_EXERCISE DIRECTIONS_:
Copy the entries below word for word.

^^^^

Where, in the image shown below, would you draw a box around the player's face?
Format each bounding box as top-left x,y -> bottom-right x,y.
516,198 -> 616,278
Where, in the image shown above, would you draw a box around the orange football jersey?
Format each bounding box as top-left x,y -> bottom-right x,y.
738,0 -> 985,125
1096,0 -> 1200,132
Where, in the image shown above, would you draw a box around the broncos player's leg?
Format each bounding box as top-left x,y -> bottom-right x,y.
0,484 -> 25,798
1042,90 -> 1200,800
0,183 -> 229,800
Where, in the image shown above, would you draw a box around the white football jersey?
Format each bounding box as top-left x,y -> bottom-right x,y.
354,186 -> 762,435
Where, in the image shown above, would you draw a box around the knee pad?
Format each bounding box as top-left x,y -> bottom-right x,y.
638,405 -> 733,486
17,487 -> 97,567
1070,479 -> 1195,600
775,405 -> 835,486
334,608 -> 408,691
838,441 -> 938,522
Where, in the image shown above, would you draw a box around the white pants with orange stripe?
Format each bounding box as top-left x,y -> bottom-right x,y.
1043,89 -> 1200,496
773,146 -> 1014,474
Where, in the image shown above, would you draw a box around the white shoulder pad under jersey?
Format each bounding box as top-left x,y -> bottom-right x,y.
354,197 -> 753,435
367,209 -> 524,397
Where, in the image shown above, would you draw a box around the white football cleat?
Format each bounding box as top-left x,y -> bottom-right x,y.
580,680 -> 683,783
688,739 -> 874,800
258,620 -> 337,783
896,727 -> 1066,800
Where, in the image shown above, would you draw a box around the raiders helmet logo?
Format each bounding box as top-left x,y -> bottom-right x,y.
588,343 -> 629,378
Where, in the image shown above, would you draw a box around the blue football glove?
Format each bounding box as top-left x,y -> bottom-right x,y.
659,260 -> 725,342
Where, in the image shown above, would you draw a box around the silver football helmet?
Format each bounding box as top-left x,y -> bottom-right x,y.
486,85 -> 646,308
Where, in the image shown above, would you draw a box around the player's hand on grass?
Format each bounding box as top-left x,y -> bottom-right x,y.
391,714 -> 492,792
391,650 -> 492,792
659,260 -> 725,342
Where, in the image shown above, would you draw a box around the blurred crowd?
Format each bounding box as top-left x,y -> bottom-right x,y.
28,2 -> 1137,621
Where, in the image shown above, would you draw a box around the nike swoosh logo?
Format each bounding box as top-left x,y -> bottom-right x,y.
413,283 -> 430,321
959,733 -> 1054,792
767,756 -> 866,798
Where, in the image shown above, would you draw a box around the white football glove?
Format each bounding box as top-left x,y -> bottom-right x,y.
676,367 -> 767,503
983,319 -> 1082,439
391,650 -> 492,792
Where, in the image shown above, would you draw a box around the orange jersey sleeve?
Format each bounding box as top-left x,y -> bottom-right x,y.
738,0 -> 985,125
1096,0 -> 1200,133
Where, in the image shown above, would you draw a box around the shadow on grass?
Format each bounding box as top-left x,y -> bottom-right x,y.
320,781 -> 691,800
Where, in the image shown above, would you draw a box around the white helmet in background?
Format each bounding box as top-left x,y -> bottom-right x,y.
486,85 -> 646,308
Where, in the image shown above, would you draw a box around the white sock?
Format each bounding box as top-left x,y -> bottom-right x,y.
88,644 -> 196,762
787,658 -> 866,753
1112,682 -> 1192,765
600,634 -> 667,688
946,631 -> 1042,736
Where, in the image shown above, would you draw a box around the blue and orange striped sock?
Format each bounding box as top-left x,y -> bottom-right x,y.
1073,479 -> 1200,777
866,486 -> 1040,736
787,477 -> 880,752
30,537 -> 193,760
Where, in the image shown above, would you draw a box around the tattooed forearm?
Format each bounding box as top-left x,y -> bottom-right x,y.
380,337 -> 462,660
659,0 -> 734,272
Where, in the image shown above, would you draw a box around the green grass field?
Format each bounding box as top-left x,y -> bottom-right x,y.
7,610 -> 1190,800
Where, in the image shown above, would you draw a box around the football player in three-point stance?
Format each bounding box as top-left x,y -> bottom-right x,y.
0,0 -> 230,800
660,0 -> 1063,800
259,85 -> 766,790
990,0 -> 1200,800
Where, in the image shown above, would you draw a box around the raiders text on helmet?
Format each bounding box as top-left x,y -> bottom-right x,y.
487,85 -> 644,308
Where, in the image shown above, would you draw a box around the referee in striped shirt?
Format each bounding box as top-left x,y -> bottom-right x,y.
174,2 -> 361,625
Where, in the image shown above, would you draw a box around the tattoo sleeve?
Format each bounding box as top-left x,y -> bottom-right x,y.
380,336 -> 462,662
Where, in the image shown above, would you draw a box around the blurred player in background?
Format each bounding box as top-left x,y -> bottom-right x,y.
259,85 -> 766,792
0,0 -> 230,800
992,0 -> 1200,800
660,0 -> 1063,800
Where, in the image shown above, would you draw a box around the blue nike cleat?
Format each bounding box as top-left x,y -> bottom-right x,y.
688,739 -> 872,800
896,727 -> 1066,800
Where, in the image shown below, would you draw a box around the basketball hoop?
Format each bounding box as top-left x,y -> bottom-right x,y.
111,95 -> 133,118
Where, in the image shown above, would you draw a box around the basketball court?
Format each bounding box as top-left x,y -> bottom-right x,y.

^^^^

_RESPONSE BELOW_:
Where, in the image shown below, would you draw a box around the player's face?
Format each bounding box as top-left x,y -> bottom-right x,y.
516,198 -> 616,278
Where, in the image shown above, would you draw a box around the orange football jersey?
Format each bounding box as top-left x,y -> bottom-right x,y.
738,0 -> 985,125
1096,0 -> 1200,132
Where, in the image shown above, would you draw a box around the broncos player's leg?
Format each bounding box as top-left x,y -> bottom-right x,y.
0,484 -> 25,798
1042,90 -> 1200,800
0,183 -> 229,800
Where, in the image shown above, would you draw a box around the white football jersey?
Format each bounding box as top-left x,y -> bottom-right x,y.
354,186 -> 762,435
Where, in the image shown above, would you draw a box around the knee pad?
Format each bounding box as top-left x,y -> bottom-right x,y.
638,405 -> 733,486
17,487 -> 97,567
1070,479 -> 1195,600
775,405 -> 835,486
334,608 -> 408,691
838,441 -> 938,522
Where, in the image shown above, would you draw a box around the white pants with orange stripe?
Format each bounding box as top-left x,y -> bottom-right x,y.
1043,89 -> 1200,496
773,146 -> 1014,474
Where, in the image shown above, would you draw a box around the white shoulder pad under jersey?
Format each bounding box as top-left x,y -> bottom-right x,y.
354,197 -> 753,435
367,209 -> 524,397
Where, in the image shown above, would you draw a box around the white football cleat?
Format each bounding box as top-left x,y -> bottom-right x,y.
580,680 -> 683,783
688,739 -> 874,800
258,620 -> 337,783
896,727 -> 1066,800
Where, in the image shown above, would you draw a box around the raiders helmet logo?
Format each bounding box as top-left x,y -> bottom-right x,y.
588,343 -> 629,378
Where, in the image shown above, would you draw a box around the blue football glove?
Format each bounding box as top-left x,y -> bottom-right x,y.
659,260 -> 725,342
Where, in the image shown above, would you draw a box around the silver football helmet?
Format each bounding box as top-left x,y -> bottom-right x,y.
486,85 -> 646,308
Where, in the image shown above, would you draw a box around the player's hand on grass?
Format each bounding box as top-left x,y -> bottom-right x,y.
391,714 -> 492,792
391,650 -> 492,792
659,260 -> 725,342
Where, in the image shown above, would you draw a box around the blurred crowd?
Format each bounding box as top-left x,y -> bottom-right x,y.
28,2 -> 1137,621
Where, in the image shown above, would you draw a box around the nike swoosh logo?
Format each bounding box as top-left x,y -> bottom-right x,y.
413,283 -> 430,321
959,733 -> 1054,792
767,756 -> 866,798
Where, in the image shown above, would you draw a box around the white football glove?
Format each bounding box as top-left x,y -> bottom-right x,y.
676,367 -> 767,503
983,319 -> 1082,439
391,650 -> 492,792
Where, in the image shown above, would you draw a box around the orange jersey sleeve?
Format each bounding box as top-left x,y -> bottom-right x,y.
738,0 -> 985,125
1096,0 -> 1200,133
Where, in the image shown above, would you draw a box around the shadow on grass?
Format each bounding box as top-left x,y -> bottom-right x,y.
320,781 -> 691,800
Where, in the image shown above, would you draw a box around the white helmet in background?
Format each bounding box as top-left x,y -> bottom-right x,y.
486,85 -> 646,308
Where, in the image shown above, would you draw a box around the white sock?
Format each bounding box as top-left x,y -> bottom-right x,y.
88,644 -> 196,762
787,658 -> 866,753
1112,682 -> 1192,765
600,634 -> 667,688
946,631 -> 1042,736
Where, in the image shown above, would you draw a box around the blue and orange striped sock?
Format each bounding box as top-left x,y -> bottom-right x,y.
1073,479 -> 1200,777
866,486 -> 1040,736
787,477 -> 880,752
30,537 -> 193,760
Where, in the image shown above, would you draw a box around the tattooed forearm?
Format each bounding box as top-left x,y -> bottom-right x,y.
380,337 -> 462,660
659,0 -> 734,272
Where, in the image shown above, would you draw a box around the green grass field?
Format each bounding box as top-left x,y -> bottom-right x,y.
7,610 -> 1190,800
Where, in the image shown above, would you draw a box around the football player in three-point stance?
Format each bounding box as top-left x,y -> bottom-right x,y.
0,0 -> 230,800
660,0 -> 1063,800
259,85 -> 766,790
990,0 -> 1200,800
Where, in the image shown above, would you draw a box around the raiders text on helmet?
Format each bounding box as top-left x,y -> bottom-right x,y.
487,85 -> 644,308
Where, in the image shown above, would you draw a box around the referee in striped shirt?
Format each bounding box as top-left x,y -> bottom-right x,y.
174,2 -> 361,625
Where, in the image shown above, would you draw a box around the tattoo sleeve?
Format each bounding box as top-left x,y -> bottom-right x,y.
380,336 -> 462,662
Where, in the image shown above, would you draw a box around the blurred player in background?
Format each bounding box as top-left x,y -> bottom-right x,y.
259,85 -> 766,792
0,0 -> 230,800
992,0 -> 1200,800
660,0 -> 1063,800
Where, in the image shown above, would you draw a box around the blue nike cleat?
Format each bounding box as top-left x,y -> bottom-right x,y.
688,739 -> 872,800
896,727 -> 1066,800
Where, in the image shown below, would you draw a box around the basketball hoop?
Format each bounding box as top-left x,y -> bottom-right x,y.
111,95 -> 133,118
Where, in the image shown above, would you draw a box around the basketball court?
Format each bounding box as top-left x,y -> bottom-right x,y.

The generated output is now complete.